Exercise objective -
Check each line of the data for "sticky" and select those that have it.
Data to examine below:
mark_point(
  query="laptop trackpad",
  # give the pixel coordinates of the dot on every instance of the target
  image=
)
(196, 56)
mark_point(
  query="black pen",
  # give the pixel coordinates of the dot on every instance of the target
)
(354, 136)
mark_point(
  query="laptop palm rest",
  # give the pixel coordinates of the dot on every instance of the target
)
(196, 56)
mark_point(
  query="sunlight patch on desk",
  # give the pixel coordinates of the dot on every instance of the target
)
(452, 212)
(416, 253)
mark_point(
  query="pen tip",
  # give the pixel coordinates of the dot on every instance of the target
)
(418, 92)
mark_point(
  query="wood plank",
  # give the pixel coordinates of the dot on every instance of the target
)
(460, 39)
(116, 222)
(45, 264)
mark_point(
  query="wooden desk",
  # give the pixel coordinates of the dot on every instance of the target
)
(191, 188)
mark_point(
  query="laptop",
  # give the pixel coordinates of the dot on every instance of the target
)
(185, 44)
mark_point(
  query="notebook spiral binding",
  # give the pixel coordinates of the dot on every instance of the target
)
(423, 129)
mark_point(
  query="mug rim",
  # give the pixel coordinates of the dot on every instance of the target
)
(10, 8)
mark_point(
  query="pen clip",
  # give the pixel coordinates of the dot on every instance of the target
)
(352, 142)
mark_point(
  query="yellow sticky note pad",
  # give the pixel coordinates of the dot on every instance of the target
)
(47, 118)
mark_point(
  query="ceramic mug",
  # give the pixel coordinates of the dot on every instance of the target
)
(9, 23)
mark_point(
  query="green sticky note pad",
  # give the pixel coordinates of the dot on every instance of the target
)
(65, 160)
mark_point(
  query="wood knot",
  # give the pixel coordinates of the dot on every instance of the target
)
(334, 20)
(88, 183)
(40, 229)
End of Data to examine.
Response for this exercise -
  query="yellow sticky note pad",
  query="green sticky note pad",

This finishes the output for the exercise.